## Begin MATERIAL TO PROCESS
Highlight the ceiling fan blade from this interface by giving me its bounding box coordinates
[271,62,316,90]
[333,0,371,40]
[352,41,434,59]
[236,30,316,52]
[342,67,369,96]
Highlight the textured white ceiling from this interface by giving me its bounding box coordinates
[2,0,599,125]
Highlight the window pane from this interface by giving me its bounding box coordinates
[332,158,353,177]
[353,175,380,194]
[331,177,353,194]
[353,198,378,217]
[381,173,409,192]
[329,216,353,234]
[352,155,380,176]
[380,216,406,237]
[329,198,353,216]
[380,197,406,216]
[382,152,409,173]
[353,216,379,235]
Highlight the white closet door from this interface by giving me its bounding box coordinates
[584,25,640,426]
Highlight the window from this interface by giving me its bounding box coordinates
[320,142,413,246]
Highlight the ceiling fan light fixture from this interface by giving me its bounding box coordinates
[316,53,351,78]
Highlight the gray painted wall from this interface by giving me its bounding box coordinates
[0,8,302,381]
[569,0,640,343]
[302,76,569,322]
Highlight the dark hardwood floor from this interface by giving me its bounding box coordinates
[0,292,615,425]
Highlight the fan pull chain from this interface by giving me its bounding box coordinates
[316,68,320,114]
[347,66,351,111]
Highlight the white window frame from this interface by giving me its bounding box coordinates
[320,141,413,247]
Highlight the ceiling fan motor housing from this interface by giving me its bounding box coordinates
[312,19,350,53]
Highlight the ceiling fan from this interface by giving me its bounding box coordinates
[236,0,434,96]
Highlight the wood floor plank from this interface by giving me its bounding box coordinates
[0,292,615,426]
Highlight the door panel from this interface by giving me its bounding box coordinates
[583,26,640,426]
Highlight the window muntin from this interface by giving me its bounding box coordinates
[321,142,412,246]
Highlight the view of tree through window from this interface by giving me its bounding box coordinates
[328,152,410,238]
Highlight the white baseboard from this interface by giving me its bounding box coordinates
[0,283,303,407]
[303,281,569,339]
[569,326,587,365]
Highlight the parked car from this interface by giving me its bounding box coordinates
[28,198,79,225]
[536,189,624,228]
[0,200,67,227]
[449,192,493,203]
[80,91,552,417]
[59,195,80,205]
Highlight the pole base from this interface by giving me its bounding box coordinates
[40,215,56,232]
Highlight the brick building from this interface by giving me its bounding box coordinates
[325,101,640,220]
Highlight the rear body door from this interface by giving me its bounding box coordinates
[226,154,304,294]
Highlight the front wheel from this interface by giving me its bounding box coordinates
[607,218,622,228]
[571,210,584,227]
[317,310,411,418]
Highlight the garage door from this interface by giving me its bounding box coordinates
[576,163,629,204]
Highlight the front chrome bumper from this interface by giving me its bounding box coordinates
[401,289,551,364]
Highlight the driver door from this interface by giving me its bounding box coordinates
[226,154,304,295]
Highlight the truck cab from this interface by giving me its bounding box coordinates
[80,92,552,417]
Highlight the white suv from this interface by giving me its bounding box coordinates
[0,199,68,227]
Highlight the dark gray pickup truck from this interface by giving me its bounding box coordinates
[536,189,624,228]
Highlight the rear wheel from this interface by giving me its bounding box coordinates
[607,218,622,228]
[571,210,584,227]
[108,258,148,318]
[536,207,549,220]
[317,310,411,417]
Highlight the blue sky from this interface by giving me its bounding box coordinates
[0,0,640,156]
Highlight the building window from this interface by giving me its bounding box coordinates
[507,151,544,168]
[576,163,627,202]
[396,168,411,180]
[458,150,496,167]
## End MATERIAL TO PROCESS
Copy the listing from its first line up to and including the line with "[302,76,569,322]", keeping every line unchanged.

Highlight the ceiling fan blade from this interface by giving me its bounding box coordinates
[271,62,316,90]
[333,0,371,40]
[352,41,434,59]
[236,30,316,52]
[342,67,369,96]
Highlight the textured white ceiling from this interface by giving me its bounding box coordinates
[2,0,599,125]
Highlight the window pane from this interface by giving me its bounding box coordinates
[332,158,353,177]
[353,175,380,194]
[331,177,353,194]
[353,198,378,217]
[381,173,409,192]
[329,216,353,234]
[352,155,380,176]
[380,216,406,237]
[329,198,353,216]
[380,197,406,216]
[382,152,409,173]
[353,216,379,235]
Highlight the white closet door from this interface by giving me its bounding box coordinates
[584,25,640,426]
Highlight the window from this interface by giving me its bounding box coordinates
[320,142,413,246]
Highlight the ceiling fan light fixture from this interface by giving me its bounding box coordinates
[316,53,351,78]
Highlight the gray painted wall from this interface by giving me its bounding box coordinates
[0,8,302,381]
[569,0,640,343]
[302,76,569,322]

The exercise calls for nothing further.